- **Written instruction**: Render every line of the items below as a Markdown table with the columns Row and Line. Number the rows, skip blank lines, and leave the pictures out.

** begin Dataset records **

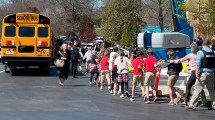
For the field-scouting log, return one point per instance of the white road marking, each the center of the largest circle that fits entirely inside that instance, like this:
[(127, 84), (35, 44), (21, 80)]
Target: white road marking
[(2, 71)]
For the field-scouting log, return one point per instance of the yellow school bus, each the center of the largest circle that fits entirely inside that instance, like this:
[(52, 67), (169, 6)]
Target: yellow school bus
[(26, 41)]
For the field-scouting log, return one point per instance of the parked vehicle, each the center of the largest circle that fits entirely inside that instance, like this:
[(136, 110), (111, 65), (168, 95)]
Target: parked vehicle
[(121, 49)]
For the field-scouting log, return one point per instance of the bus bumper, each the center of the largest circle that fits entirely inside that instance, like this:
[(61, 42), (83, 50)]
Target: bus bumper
[(26, 61)]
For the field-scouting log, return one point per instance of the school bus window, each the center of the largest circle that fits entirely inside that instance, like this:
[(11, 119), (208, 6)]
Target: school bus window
[(43, 32), (26, 31), (10, 31)]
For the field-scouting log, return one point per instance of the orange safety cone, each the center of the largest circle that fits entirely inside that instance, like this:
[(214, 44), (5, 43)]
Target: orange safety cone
[(157, 79)]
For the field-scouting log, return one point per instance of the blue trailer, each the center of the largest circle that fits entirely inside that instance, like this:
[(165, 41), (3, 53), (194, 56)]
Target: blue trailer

** end Dataset records **

- **Output**:
| Row | Line |
|---|---|
| 1 | For the field-scouting log, return one point per instance of the white road marking, each the center of the largest circle that fits entirely inside that instance, like this: |
| 2 | [(127, 84), (35, 44), (21, 80)] |
| 3 | Target: white road marking |
| 4 | [(2, 71)] |
| 5 | For the field-scouting log, return one point per instance of the yellow school bus, each the center of the largest circle that fits entirely inside that instance, like this: |
| 6 | [(52, 67), (169, 6)] |
| 7 | Target: yellow school bus |
| 8 | [(26, 41)] |
| 9 | For the field-scouting log, return one point per instance of the parked vehicle, each the center of the largest circle that fits entirely inside that instance, like this: |
| 10 | [(136, 110), (111, 65), (168, 95)] |
| 11 | Target: parked vehicle |
| 12 | [(121, 49)] |
| 13 | For the field-scouting log, return one point per instance of the bus bumper, each the center of the largest circle that fits entirely inside that instance, like this: |
| 14 | [(61, 42), (83, 50)] |
| 15 | Target: bus bumper |
| 16 | [(26, 61)] |
| 17 | For the field-scouting log, return one point per instance of the school bus window, each the center of the largest circle that fits entirely inside that instance, like this: |
| 18 | [(11, 119), (208, 6)] |
| 19 | Target: school bus window |
| 20 | [(43, 32), (26, 31), (10, 31)] |
| 21 | For the field-scouting log, return one point per instance of the orange safety cone, each the center of the largest circle that fits entirely inside that instance, like this: |
| 22 | [(214, 44), (5, 43)] |
| 23 | Target: orange safety cone |
| 24 | [(157, 79)] |
| 25 | For the field-scouting log, return one point per instance of the blue trailer, each the center of the largest circle that fits entirely inside that instance, like this: |
| 26 | [(165, 41), (3, 53), (194, 56)] |
| 27 | Target: blue trailer |